=== What is needed ===
Repeat verbatim the passage in the NFS DIO overhaul message below, from "linux-nfs.vger.kernel.org archive mirror" up to and including "(permalink / raw)".

=== Excerpt to read ===
= = = = = = =
NFS DIO overhaul

linux-nfs.vger.kernel.org archive mirror
 help / color / mirror / Atom feed

* NFS DIO overhaul
@ 2011-05-17 14:45 Jeff Layton
  2011-05-17 14:50 ` Chuck Lever
  0 siblings, 1 reply; 3+ messages in thread
From: Jeff Layton @ 2011-05-17 14:45 UTC (permalink / raw)
  To: Trond.Myklebust; +Cc: Badari Pulavarty, linux-nfs

Hi Trond,

You recently mentioned on the list that you were working on an overhaul
of the DIO code that would merge large parts of it with the buffered IO
routines.

I also started some work on an overhaul of the DIO code to make it work
better with arbitrary sized arrays of iovecs. I've only really started
it, but I have the following routine so far. The idea here is to always
try to max out the size of a direct I/O READ or WRITE regardless of the
layout of the iovec array. Once we have the count, we can then just
marshal up a single read or write and send it, advance the iov_iter and
repeat until we're done.

Obviously, it's rather complicated logic, but I think this is doable...

My question is -- is this something you would consider taking if I were
to finish it up in the near future? Or should I not bother since you're
working on an overhaul of this code?

My main concern is that we have some existing shipping code where we
need to fix this, and  the changes you're planning to make may be too
invasive to backport. If that's the case, then I may need to do
something along these lines anyway (or just take Badari's latest patch).

Thanks...My "starter" patch follows:

------------------------[snip]------------------------

[PATCH] nfs: add a direct I/O count routine

...to count the number of bytes that we can stick in a single r/w req.

Signed-off-by: Jeff Layton <jlayton@redhat.com>
---
 fs/nfs/direct.c |   90 +++++++++++++++++++++++++++++++++++++++++++++++++++++++
 1 files changed, 90 insertions(+), 0 deletions(-)

diff --git a/fs/nfs/direct.c b/fs/nfs/direct.c
index c8add8d..15658fe 100644
--- a/fs/nfs/direct.c
+++ b/fs/nfs/direct.c
@@ -227,6 +227,96 @@ static void nfs_direct_complete(struct nfs_direct_req *dreq)
 }
 
 /*
+ * Walk an iovec array, and count bytes until it hits "maxsize" or until it
+ * hits a "discontinuity" in the array.
= = = = = = =
=== Available data ===
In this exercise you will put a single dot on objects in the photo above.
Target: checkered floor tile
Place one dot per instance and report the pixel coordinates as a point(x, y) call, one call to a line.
= = = = = = =
=== Full solution ===
linux-nfs.vger.kernel.org archive mirror
 help / color / mirror / Atom feed

* NFS DIO overhaul
@ 2011-05-17 14:45 Jeff Layton
  2011-05-17 14:50 ` Chuck Lever
  0 siblings, 1 reply; 3+ messages in thread
From: Jeff Layton @ 2011-05-17 14:45 UTC (permalink / raw)